## WRITTEN PROBLEM
Carry on the filing about the Semrush–Adobe merger, picking up right after its last sentence.

## SELECTED EXTRACT

Item 8.01. Other Events.
On December 29, 2025, Semrush Holdings, Inc., a Delaware corporation (the "Company" or "Semrush"), filed its definitive proxy statement on Schedule 14A (as such may be supplemented from time to time, the "Proxy Statement") with the Securities and Exchange Commission (the "SEC") with respect to the special meeting of Semrush's stockholders (the "Special Meeting") to be held in connection with the transactions contemplated by that certain Agreement and Plan of Merger (the "Merger Agreement"), dated as of November 18, 2025, by and among the Company, Adobe Inc., a Delaware corporation ("Adobe"), and Fenway Merger Sub, Inc., a Delaware corporation and a direct, wholly owned subsidiary of Adobe ("Merger Sub"), pursuant to which Merger Sub will merge with and into the Company (the "Merger"), with the Company surviving as a wholly owned subsidiary of Adobe.
The Special Meeting is scheduled for February 3, 2026, beginning at 10:00 a.m. Eastern Time. Semrush's stockholders of record as of the close of business on December 26, 2025 will be eligible to vote at the Special Meeting. The information contained in this Current Report on Form 8-K (this "Form 8-K") should be read in conjunction with the Proxy Statement, which should be read in its entirety.
Litigation Relating to the Merger
As of the date of this Form 8-K, three lawsuits relating to the Merger (the "Lawsuits") have been filed: (i) Steven Weiss v. Semrush Holdings, Inc., et al. Index No. 650235/2026 (the "Weiss Action"), which was filed on January 13, 2026; (ii) Richard McDaniel vs. Semrush Holdings, Inc., et al. Index No. 650280/2026 (the "McDaniel Action"), which was filed on January 15, 2026, both of which were filed in the Supreme Court of the State of New York, County of New York, and (iii) Joel Zalvin vs. Steven Aldrich et al. Civil Action No. 26-140, which was filed on January 15, 2026, in the Superior Court of the Commonwealth of Massachusetts. The Lawsuits were filed by purported stockholders of the Company as individual actions and allege that the Proxy Statement was materially incomplete due to certain misrepresentations and omissions in violation of New York, Florida, and Massachusetts common law. The Lawsuits name as defendants the Company's directors and, in the case of the Weiss Action and the McDaniel Action, the Company and seek, among other relief, an order enjoining the consummation of the Merger. There can be no assurance regarding the ultimate outcome of the Lawsuits.

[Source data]
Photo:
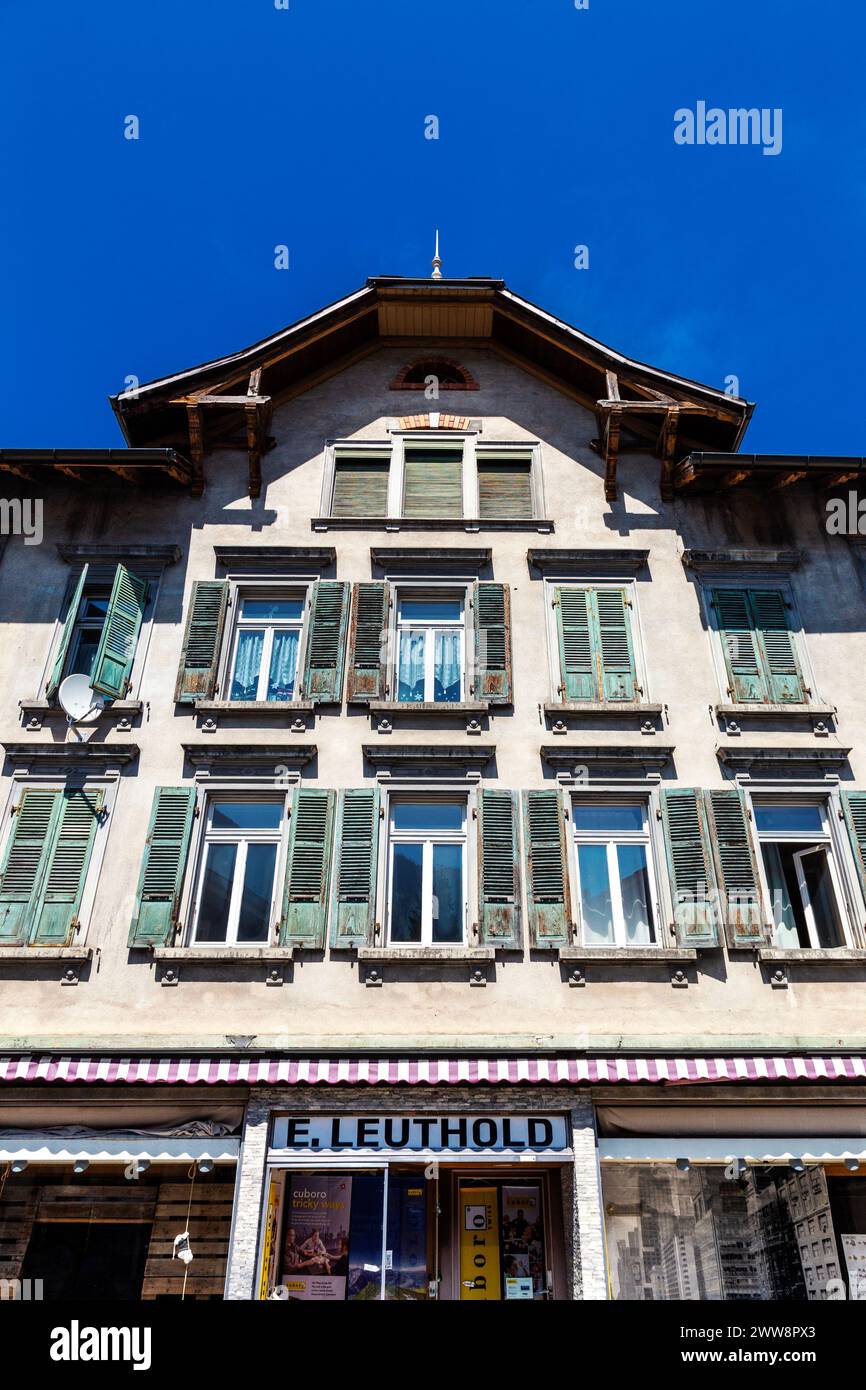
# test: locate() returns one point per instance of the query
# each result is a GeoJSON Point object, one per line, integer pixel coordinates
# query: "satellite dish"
{"type": "Point", "coordinates": [79, 701]}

## RESULT
It is possible that additional, similar complaints may be filed, or that the Lawsuits described above may be amended. If this occurs, the Company does not intend to announce the filing or receipt of each additional, similar complaint or any amended complaint, unless required by law.
The Company believes that the claims asserted in the Lawsuits are without merit. However, in order to moot the unmeritorious disclosure claims and alleviate the costs, risks and uncertainties inherent in potential litigation, the Company has determined to voluntarily supplement the Proxy Statement as described in this Form 8-K. Nothing in this Form 8-K shall be deemed an admission of the legal necessity or materiality under applicable laws of any of the disclosures set forth herein. To the contrary, the Company specifically denies all allegations set forth in the Lawsuits that any additional disclosure in the Proxy Statement was or is required.
Supplemental Disclosures
The following disclosures supplement the disclosures contained in the Proxy Statement and should be read in conjunction with the disclosures contained in the Proxy Statement, which should be read in its entirety. To the extent the information set forth herein differs from or updates information contained in the Proxy Statement, the information set forth herein shall supersede or supplement the information in the
Proxy Statement. All page references are to pages in the Proxy Statement, and terms used below, unless otherwise defined, have the meanings set forth in the Proxy Statement. For clarity, new text within restated paragraphs from the Proxy Statement is highlighted with bold, underlined text.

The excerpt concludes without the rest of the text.